### What to produce
Among the entries below, copy every line that carries the word "wooden".
Data provided: Begin
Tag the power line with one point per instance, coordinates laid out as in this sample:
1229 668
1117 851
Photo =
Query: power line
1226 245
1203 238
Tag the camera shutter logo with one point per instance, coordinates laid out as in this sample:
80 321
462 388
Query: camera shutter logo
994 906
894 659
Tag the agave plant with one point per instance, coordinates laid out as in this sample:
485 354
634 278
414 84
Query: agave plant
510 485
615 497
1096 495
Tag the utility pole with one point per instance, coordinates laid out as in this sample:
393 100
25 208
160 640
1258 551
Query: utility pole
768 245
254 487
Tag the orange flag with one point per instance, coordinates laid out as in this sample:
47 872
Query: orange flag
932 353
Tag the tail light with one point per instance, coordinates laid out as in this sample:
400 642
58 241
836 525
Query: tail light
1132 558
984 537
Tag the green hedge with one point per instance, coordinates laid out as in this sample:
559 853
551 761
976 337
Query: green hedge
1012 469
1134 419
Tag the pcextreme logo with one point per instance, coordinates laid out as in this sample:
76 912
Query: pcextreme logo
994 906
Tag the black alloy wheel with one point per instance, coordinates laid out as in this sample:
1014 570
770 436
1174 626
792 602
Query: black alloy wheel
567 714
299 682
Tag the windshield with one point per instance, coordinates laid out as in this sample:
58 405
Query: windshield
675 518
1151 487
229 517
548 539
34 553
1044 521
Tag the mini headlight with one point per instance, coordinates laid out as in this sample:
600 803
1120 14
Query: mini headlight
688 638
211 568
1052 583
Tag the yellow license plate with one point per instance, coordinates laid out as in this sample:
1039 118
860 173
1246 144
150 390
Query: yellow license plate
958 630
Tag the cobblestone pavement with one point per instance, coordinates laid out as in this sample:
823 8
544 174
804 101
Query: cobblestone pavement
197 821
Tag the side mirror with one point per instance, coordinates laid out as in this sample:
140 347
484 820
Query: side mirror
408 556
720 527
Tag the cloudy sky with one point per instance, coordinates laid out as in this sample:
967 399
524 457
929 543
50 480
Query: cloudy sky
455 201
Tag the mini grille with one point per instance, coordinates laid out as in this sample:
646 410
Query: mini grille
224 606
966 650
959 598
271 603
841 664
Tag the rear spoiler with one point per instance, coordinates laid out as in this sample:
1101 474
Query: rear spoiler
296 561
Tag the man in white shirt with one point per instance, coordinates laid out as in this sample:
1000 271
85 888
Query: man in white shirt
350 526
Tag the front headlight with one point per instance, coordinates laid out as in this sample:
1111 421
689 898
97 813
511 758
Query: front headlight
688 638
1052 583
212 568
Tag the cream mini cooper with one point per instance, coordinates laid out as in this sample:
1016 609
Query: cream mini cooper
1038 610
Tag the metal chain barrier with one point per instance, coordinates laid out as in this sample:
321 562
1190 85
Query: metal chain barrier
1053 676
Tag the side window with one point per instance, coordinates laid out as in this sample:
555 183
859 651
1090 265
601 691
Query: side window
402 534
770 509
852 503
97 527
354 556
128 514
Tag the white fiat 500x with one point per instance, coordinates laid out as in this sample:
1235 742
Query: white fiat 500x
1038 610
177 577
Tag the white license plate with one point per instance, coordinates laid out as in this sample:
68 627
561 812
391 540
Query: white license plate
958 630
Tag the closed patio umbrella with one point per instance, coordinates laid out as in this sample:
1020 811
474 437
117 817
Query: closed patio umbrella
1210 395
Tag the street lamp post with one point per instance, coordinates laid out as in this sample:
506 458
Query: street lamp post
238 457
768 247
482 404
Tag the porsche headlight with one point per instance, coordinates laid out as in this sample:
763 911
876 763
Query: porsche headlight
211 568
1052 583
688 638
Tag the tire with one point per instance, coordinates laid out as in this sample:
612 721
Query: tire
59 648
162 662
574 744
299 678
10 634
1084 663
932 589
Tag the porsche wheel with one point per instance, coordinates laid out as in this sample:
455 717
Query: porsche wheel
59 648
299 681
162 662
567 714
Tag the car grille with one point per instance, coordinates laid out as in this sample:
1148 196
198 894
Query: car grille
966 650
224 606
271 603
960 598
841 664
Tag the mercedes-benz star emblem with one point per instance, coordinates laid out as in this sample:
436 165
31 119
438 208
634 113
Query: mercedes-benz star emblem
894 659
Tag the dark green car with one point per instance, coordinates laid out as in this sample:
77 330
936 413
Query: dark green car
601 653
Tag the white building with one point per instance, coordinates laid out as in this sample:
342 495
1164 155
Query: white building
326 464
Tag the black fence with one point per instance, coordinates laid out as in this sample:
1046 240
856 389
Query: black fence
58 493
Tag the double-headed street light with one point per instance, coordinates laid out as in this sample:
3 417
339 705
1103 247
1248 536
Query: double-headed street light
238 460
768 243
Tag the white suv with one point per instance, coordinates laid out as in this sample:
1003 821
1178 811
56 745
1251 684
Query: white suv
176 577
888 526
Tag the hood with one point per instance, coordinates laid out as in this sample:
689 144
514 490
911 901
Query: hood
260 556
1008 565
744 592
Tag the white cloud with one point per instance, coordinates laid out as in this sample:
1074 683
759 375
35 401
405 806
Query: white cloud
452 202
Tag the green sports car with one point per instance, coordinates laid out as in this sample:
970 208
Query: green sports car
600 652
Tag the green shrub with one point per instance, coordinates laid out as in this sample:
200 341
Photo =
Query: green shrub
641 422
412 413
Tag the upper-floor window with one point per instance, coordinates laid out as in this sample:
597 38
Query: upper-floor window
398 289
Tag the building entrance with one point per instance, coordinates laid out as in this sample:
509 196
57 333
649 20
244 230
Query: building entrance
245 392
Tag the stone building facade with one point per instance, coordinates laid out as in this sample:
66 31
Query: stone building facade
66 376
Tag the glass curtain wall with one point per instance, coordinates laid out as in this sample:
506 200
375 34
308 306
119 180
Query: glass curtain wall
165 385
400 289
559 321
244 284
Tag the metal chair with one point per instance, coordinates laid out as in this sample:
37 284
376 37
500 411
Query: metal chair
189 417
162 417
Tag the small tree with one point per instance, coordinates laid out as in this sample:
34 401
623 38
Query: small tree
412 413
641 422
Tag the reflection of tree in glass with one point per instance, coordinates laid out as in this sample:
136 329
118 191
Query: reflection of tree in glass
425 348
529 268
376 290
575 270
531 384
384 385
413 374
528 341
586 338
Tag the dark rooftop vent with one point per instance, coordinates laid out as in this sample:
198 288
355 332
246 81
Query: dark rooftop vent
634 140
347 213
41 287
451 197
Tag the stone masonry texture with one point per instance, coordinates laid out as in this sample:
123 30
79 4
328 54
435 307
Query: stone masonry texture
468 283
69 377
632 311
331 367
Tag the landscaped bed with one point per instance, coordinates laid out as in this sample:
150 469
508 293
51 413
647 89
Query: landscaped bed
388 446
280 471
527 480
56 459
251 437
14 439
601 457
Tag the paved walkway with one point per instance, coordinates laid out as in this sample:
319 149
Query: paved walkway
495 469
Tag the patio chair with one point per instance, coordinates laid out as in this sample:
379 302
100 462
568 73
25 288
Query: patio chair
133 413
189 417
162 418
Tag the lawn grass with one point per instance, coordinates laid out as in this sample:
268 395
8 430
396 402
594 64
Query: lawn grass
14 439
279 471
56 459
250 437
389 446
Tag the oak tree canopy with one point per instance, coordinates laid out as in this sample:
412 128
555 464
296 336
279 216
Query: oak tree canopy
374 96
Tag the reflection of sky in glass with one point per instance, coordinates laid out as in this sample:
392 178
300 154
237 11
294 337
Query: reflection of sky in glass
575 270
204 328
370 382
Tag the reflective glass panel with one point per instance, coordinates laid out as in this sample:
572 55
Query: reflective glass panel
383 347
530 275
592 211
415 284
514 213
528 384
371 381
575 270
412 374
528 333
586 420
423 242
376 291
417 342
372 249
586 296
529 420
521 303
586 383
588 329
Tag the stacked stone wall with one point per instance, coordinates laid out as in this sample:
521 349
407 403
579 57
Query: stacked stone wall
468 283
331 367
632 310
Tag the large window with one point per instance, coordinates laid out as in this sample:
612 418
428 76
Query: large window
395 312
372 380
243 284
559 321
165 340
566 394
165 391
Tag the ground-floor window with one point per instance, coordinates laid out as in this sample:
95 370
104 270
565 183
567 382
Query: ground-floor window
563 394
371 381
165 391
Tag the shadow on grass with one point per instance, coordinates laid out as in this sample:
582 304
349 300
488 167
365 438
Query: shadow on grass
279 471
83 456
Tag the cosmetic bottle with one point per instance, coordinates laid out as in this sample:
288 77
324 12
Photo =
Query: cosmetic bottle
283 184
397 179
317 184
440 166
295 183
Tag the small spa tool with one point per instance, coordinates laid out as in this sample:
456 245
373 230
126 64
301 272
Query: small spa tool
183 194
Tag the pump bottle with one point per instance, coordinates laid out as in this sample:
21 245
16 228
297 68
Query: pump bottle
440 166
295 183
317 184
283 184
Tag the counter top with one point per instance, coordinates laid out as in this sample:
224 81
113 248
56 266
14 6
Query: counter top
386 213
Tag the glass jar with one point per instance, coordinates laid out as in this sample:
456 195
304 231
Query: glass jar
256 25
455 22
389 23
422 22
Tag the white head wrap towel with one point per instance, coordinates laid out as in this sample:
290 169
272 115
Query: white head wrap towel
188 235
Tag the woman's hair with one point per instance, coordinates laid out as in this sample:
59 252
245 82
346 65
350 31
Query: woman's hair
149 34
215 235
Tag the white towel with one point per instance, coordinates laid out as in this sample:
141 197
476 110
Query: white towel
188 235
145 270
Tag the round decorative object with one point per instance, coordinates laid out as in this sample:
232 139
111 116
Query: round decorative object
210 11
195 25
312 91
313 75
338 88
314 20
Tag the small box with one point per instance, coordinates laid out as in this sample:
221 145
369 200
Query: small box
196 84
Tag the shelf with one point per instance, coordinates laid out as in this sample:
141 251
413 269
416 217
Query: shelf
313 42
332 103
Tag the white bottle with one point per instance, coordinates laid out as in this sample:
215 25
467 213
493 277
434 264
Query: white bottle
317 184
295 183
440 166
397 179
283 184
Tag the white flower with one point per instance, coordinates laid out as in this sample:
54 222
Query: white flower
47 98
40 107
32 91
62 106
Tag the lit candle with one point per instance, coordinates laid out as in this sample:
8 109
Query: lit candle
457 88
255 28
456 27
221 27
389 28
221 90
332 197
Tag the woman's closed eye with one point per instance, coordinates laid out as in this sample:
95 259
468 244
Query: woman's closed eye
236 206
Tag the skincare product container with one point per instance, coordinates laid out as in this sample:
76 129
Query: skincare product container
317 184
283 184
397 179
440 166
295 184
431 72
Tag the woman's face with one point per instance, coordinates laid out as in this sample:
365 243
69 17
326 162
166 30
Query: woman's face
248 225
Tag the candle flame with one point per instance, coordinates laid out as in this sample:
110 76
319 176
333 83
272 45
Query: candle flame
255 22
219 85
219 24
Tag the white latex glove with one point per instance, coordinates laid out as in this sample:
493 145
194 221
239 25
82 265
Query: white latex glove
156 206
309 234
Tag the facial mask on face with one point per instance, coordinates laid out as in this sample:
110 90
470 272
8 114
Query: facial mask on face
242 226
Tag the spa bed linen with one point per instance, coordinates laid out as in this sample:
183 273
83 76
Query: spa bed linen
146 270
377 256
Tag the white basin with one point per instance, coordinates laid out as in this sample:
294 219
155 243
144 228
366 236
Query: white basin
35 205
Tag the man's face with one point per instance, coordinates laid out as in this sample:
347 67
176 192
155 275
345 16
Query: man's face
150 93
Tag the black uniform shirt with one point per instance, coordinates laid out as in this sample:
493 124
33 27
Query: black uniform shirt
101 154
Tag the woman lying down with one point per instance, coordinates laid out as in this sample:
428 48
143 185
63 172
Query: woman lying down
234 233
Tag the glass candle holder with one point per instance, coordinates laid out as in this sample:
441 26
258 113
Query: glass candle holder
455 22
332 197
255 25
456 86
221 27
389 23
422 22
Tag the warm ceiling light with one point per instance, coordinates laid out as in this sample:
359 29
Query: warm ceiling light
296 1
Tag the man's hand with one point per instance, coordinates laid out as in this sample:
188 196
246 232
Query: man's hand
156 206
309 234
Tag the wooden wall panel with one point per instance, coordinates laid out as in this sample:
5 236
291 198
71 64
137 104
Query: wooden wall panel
Data provided: End
### Reply
Tag the wooden wall panel with one point per instance, coordinates laid out as in this sample:
Query: wooden wall panel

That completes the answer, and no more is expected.